Pode ser só impressão, porém,
sinto-o querendo mais silêncio, quietude. Mas quem o conhece, sabe: Pedro é
feito de movimento. E onde há movimento, há vida, impulsão. Pensando nisso,
propus uma conversa - que ele aceitou com a generosidade que sempre teve. Uma
entrevista sim, porém, mais do que isso: um reencontro com sua trajetória, com
perguntas ainda por fazer, com os amigos e a família que o envolvem.
O
que você lerá a seguir é um abraço em forma de palavras. E o convite é esse:
leia com o coração aberto. Depois, conte-lhe o que você também viu, viveu,
lembrou. Porque um homem como Pedro não cabe numa entrevista. Mas cabe,
inteiro, em uma roda de amigos.
1. Início de tudo: raízes e vocação
Irene Serra: Pedro, você se lembra de quando percebeu, pela primeira vez,
que queria ser médico?

Lista de dados:

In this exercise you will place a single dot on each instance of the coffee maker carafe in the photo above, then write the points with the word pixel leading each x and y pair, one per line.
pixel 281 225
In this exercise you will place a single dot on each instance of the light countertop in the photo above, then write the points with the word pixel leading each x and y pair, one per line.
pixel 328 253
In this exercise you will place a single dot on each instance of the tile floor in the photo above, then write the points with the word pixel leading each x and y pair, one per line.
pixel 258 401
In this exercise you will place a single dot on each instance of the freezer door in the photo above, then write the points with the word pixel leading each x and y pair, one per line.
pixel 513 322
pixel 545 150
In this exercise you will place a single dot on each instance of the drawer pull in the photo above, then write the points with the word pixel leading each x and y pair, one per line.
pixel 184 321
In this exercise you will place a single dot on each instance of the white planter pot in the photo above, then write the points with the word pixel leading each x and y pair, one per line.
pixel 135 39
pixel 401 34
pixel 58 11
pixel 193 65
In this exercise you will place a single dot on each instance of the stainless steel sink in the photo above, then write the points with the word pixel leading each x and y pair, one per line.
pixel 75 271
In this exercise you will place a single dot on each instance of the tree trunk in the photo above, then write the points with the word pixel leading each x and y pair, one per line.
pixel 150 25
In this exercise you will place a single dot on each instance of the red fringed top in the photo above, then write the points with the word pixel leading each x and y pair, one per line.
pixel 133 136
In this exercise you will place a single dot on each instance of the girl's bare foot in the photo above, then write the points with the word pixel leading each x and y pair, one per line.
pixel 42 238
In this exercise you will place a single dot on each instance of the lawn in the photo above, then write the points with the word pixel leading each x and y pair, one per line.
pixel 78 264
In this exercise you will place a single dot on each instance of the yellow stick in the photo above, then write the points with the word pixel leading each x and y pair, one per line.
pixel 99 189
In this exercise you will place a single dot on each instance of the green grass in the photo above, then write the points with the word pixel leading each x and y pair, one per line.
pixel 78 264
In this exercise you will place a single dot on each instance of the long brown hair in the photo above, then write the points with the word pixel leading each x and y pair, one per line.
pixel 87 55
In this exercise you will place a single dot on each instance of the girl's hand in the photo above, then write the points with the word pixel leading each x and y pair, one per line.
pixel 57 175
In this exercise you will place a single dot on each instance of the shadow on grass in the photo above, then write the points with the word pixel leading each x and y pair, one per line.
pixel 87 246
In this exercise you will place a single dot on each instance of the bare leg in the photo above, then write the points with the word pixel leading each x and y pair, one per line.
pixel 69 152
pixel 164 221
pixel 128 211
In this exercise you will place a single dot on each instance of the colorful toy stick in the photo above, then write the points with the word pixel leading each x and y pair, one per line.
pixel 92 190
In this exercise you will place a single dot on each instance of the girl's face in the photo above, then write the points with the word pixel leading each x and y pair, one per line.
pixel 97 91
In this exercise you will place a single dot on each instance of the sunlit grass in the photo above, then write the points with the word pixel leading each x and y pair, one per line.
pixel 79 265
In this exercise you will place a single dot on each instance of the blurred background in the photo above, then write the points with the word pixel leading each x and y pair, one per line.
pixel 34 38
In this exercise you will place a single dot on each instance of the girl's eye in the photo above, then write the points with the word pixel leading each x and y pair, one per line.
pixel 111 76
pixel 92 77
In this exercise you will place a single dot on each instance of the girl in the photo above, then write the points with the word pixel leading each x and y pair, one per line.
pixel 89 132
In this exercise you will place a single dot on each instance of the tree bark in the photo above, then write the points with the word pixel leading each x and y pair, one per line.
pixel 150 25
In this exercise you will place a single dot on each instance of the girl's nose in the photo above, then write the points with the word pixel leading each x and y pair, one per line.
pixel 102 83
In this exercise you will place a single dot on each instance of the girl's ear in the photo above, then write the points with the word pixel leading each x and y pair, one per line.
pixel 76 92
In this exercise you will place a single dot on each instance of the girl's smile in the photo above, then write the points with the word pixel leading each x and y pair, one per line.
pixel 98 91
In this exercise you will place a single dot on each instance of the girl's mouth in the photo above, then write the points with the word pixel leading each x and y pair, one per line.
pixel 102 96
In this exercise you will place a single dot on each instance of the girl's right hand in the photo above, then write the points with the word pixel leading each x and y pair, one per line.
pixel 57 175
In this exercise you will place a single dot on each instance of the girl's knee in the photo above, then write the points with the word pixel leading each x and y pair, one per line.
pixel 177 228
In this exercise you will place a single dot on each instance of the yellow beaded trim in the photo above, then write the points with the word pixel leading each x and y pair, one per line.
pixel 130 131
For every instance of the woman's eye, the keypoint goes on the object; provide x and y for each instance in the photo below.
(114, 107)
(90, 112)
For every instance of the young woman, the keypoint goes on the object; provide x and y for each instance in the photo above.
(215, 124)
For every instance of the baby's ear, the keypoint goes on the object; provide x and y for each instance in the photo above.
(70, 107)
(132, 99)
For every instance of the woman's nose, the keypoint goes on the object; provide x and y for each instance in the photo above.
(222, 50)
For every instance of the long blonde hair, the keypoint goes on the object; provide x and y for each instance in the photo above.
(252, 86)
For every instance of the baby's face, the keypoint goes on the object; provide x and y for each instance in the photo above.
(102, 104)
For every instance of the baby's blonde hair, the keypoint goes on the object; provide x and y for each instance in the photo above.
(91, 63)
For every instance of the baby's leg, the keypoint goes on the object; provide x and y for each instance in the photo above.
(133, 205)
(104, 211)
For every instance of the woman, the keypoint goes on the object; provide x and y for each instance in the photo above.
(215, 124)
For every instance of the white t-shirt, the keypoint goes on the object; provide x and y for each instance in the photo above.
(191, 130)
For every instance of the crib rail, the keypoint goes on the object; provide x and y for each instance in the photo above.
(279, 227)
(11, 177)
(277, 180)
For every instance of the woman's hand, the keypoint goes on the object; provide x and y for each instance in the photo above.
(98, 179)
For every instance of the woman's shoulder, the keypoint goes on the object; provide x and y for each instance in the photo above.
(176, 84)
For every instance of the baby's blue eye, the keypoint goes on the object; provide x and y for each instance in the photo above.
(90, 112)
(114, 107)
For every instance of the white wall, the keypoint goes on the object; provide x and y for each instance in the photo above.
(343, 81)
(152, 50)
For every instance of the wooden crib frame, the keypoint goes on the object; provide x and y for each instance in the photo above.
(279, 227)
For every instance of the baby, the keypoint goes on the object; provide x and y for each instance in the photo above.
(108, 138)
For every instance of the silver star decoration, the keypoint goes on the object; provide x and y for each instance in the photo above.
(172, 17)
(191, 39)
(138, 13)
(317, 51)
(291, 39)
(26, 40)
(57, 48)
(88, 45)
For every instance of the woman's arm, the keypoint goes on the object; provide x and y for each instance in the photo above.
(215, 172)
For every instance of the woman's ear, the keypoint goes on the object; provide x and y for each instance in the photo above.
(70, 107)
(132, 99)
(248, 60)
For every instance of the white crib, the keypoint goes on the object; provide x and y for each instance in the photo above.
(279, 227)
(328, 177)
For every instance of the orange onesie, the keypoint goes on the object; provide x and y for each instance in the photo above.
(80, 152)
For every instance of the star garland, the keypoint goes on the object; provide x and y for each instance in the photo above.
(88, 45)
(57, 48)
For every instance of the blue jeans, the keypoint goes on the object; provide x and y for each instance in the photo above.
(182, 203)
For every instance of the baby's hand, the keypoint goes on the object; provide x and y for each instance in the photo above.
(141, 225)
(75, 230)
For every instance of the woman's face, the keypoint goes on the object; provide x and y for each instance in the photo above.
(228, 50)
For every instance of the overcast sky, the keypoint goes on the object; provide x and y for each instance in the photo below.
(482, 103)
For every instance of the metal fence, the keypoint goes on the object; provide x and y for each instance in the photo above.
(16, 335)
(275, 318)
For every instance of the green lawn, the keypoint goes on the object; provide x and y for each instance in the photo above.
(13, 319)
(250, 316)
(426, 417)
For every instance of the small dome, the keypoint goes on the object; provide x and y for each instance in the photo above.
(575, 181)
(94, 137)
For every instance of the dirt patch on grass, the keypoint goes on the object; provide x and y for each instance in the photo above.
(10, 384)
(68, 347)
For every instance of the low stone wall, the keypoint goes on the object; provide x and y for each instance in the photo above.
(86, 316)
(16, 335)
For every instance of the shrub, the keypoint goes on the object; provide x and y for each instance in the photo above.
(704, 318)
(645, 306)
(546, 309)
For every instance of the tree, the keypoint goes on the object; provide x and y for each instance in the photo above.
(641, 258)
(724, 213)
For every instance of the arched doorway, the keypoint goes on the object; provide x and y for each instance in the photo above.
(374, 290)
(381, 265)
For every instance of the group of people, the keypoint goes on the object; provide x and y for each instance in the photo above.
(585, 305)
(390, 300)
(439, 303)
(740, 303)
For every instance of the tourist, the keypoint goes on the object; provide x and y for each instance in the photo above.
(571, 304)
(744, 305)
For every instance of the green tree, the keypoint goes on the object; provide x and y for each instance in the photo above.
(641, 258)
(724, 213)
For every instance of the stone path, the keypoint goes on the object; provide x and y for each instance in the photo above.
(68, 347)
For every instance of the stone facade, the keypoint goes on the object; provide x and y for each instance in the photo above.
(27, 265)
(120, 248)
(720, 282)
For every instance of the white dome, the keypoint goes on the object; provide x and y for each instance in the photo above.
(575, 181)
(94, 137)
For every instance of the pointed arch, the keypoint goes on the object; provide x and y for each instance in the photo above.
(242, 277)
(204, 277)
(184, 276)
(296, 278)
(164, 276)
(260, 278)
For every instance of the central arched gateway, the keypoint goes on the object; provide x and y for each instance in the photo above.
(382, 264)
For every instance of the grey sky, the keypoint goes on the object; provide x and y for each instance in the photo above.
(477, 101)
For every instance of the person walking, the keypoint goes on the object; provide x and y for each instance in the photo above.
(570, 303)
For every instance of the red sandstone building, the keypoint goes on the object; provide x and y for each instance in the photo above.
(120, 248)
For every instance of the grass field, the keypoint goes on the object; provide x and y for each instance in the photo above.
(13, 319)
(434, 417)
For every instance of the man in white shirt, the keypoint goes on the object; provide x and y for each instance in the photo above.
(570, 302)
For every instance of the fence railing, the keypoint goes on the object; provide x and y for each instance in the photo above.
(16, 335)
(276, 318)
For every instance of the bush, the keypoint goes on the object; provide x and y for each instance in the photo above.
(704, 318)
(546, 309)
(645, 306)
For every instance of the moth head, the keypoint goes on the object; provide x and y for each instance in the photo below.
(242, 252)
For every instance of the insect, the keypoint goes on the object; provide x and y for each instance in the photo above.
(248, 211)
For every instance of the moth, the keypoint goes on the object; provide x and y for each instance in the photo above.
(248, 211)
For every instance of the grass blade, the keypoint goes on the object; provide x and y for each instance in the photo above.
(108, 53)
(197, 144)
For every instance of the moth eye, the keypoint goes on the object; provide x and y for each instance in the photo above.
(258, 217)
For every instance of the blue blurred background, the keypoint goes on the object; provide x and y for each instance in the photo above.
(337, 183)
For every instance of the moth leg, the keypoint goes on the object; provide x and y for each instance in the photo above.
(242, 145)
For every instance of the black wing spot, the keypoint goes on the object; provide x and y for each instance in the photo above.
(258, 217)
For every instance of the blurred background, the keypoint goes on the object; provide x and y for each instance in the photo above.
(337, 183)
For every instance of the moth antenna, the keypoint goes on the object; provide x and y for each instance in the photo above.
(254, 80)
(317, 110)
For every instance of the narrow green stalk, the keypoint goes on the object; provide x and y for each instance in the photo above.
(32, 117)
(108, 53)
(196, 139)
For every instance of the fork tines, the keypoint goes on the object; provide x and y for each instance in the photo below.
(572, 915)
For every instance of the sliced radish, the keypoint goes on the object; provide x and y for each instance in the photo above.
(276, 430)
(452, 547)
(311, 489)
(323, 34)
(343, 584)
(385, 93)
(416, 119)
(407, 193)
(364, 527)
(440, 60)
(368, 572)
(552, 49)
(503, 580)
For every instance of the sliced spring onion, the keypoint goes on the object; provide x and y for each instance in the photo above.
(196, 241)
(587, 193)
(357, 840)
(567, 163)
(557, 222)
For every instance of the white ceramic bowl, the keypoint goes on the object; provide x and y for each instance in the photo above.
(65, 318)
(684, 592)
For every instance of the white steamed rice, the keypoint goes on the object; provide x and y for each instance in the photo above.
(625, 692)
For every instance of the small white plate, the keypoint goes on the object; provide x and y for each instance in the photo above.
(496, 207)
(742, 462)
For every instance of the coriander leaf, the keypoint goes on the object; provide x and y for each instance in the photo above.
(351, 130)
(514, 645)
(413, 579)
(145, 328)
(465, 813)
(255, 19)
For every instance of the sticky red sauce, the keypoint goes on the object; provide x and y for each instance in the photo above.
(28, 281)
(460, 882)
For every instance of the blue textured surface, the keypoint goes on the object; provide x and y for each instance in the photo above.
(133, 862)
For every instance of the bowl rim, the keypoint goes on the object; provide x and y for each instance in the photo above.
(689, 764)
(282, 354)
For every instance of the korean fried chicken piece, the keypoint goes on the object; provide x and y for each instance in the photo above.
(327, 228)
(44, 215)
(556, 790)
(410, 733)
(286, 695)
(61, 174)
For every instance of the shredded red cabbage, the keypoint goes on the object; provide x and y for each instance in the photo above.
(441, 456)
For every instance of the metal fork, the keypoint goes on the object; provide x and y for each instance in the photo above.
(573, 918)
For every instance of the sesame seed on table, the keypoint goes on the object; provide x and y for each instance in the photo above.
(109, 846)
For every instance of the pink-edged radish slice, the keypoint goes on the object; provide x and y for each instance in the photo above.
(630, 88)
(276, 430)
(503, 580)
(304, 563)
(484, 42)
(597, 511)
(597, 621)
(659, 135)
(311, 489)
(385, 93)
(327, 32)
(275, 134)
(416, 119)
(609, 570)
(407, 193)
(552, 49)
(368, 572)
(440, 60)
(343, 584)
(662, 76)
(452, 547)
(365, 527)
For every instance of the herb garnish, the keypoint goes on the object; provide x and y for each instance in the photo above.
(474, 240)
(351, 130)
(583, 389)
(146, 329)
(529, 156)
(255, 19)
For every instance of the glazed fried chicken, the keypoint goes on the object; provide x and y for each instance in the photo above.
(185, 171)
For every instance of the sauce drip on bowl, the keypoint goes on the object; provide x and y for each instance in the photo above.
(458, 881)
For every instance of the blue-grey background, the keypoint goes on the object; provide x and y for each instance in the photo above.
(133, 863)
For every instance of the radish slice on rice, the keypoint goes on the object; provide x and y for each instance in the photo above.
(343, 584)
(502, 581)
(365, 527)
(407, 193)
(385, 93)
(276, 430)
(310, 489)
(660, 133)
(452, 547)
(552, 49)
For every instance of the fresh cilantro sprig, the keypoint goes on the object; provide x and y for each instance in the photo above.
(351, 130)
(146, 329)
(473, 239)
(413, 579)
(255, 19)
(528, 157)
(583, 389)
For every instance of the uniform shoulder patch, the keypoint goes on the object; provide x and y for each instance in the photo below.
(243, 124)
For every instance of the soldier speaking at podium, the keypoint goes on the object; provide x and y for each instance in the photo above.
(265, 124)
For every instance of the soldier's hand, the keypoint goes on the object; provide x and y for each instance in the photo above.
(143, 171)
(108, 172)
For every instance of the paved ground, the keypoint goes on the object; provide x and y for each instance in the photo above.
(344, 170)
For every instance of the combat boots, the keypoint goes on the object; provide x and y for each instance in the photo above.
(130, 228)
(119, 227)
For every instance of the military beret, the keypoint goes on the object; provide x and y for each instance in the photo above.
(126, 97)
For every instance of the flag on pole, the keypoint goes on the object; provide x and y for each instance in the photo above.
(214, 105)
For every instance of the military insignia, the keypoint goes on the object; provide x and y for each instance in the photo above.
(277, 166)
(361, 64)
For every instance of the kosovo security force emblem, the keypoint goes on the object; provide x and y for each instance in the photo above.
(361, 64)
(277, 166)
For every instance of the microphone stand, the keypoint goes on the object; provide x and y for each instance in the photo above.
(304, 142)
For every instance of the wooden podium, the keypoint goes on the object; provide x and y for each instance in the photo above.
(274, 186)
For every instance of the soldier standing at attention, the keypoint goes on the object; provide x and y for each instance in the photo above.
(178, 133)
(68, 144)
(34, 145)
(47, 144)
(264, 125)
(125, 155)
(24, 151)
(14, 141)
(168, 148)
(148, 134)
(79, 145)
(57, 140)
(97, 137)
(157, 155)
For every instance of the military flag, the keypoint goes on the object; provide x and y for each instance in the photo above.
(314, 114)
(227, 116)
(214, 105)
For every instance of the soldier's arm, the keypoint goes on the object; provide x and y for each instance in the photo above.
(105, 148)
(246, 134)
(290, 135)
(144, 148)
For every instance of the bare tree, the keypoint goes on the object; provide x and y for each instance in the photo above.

O que fazer:
Explique, com base no texto de origem, por que ele convida quem lê a contar a Pedro o que também viu, viveu ou lembrou. Responda em uma a três frases.

Resposta do exercício:
O texto diz que um homem como Pedro não cabe numa entrevista, mas cabe, inteiro, em uma roda de amigos. Por isso chama quem lê a contar também o que viu, viveu e lembrou.